DATA LISTING:

···

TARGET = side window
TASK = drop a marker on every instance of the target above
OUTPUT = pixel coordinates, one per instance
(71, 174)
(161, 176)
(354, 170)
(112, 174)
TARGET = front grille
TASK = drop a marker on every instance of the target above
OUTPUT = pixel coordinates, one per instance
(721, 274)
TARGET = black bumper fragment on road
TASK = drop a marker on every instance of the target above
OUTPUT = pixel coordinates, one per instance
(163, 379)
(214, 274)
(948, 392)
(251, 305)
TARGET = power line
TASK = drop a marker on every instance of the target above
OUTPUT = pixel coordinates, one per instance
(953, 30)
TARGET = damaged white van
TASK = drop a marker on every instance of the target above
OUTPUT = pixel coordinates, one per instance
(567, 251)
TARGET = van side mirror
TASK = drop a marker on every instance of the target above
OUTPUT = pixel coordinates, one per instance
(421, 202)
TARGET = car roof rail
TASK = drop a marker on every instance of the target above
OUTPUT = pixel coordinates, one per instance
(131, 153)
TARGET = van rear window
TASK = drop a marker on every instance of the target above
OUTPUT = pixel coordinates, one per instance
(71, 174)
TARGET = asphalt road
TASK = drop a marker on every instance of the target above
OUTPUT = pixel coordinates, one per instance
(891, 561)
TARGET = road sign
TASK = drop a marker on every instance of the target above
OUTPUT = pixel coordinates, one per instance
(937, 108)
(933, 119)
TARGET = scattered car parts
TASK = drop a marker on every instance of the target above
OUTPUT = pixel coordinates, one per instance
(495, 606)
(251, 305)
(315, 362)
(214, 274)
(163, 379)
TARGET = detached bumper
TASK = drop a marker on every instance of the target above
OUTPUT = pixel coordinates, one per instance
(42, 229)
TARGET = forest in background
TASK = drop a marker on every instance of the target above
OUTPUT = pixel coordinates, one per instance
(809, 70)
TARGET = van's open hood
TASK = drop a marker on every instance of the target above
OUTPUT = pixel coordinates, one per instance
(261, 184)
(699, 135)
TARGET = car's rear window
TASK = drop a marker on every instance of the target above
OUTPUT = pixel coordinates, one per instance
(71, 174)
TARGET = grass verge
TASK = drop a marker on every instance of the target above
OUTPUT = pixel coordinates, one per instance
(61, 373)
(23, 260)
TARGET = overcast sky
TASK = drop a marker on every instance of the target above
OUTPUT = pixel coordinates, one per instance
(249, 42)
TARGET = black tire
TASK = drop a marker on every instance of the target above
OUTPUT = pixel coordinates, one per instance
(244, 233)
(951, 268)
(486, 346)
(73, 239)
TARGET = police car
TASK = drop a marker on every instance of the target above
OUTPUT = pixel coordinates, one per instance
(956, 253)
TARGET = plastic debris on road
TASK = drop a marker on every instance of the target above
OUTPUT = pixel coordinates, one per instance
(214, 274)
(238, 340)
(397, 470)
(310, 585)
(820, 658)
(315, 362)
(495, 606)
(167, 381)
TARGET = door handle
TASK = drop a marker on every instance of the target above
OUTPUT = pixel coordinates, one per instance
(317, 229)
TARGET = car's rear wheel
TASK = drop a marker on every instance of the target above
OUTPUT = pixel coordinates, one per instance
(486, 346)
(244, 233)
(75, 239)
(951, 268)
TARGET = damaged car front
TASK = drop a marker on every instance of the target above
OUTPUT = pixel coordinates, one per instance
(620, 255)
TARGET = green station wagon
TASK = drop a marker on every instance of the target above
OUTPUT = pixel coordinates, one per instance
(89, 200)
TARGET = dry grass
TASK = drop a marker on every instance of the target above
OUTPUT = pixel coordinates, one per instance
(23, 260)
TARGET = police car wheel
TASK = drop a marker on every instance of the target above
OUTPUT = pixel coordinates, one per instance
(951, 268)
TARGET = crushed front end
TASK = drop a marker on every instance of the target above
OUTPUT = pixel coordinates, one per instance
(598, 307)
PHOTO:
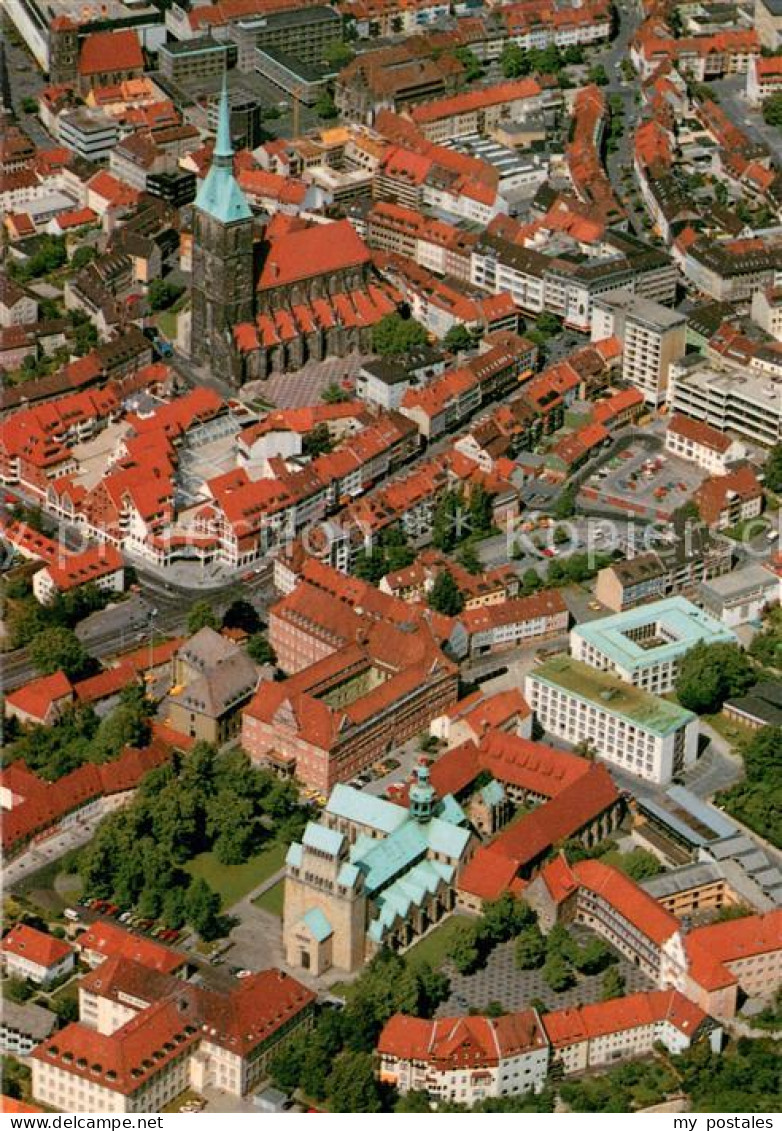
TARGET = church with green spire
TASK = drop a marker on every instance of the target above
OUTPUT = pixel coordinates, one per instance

···

WRITTEN EXERCISE: Copy the entries from the line containing "TARGET = police car wheel" through the end of the entries, changing "crushed front end" to "smashed front end" and keeping everything else the same. Omit the pictures.

EXERCISE RESPONSE:
TARGET = police car wheel
TASK = drop a marker on every instance of the target above
OUTPUT = pixel coordinates, one per instance
(951, 268)
TARGET = smashed front end
TASK = drop a marker on every instance of the target above
OUTPUT = pixel coordinates, one per instance
(598, 307)
PHOTO:
TARGET = church with green spire
TASK = drop a marker on every instance of the target above
OUTPUT = pixel coordinates, one per instance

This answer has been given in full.